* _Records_

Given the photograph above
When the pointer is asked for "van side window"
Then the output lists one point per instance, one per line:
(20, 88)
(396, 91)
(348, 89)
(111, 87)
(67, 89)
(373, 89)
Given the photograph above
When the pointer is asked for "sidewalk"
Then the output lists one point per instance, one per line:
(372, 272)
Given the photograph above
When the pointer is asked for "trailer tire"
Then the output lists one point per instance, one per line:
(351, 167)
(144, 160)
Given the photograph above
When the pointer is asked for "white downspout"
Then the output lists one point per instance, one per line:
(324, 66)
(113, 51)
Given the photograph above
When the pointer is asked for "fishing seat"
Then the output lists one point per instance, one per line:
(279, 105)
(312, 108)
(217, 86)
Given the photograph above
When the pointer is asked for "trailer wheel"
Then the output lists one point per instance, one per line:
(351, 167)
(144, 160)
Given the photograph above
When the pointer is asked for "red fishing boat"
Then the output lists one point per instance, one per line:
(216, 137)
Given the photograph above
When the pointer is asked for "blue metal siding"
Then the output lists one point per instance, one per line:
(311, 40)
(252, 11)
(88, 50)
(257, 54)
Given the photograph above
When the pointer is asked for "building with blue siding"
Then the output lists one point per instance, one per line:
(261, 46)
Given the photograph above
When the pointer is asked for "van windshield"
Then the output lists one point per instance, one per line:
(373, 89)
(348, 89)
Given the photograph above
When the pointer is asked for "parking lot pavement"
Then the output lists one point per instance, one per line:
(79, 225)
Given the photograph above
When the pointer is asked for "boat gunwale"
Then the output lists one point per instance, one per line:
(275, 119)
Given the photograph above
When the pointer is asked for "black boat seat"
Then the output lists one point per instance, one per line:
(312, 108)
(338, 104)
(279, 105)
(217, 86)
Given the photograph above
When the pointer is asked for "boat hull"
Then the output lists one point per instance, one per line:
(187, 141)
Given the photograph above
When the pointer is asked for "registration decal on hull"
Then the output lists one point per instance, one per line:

* _Given exercise_
Output all of the data again, exactly.

* _The reply_
Given the photograph above
When the pointer is asked for "van side window"
Then the output lists one point per instance, one per line:
(20, 88)
(396, 91)
(348, 89)
(111, 87)
(67, 89)
(373, 89)
Given the photograph above
When the pointer is asked for "sidewalk"
Then the output lists one point per instance, one per line:
(372, 272)
Given the photograph above
When the pointer is asked for "trailer tire"
Then the output lists one point per instance, one per line:
(351, 167)
(144, 160)
Given the photograph above
When the pointer is asked for "white downspout"
Then the output lists one point per instance, one per line:
(324, 66)
(113, 51)
Given the photograph above
When the pointer is asked for "fishing seat"
Then the output lists one point per instance, one per line:
(279, 105)
(312, 108)
(217, 86)
Given the photograph above
When the pointer is asked for "trailer wheel"
Then the output lists one point per instance, one per line:
(351, 167)
(144, 160)
Given the photograph above
When the pointer is asked for "red fishing boat"
Then the output lists one point per instance, one per line:
(216, 137)
Given the photograph above
When the pointer is asked for "blue metal siding"
Then the output lists one point per instance, one per line:
(311, 40)
(252, 11)
(88, 50)
(257, 54)
Given the photograph above
When the pointer is asked for "building with blue siding"
Then the output lists one point per instance, one per line:
(261, 46)
Given the photograph above
When the pointer is asked for "van windshield"
Then the output lists one point per instance, one per line:
(373, 89)
(348, 89)
Given the photograph above
When the pointer is asked for "parking lot pavement"
Then the output lists one point per instance, one per line:
(79, 225)
Given the photograph above
When the pointer is asked for "boat gunwale"
Then the output lists one point per instance, one per line:
(275, 119)
Given the photograph above
When the pointer is asked for "black boat seat"
Then the output lists one point per instance, one per line:
(312, 108)
(338, 104)
(279, 105)
(217, 86)
Given the photograph above
When the pointer is asked for "boat hull"
Then the output lists one point per instance, one per line:
(187, 141)
Given the photograph above
When the pointer is asked for "registration decal on hull"
Then the output lists one point per instance, one per line:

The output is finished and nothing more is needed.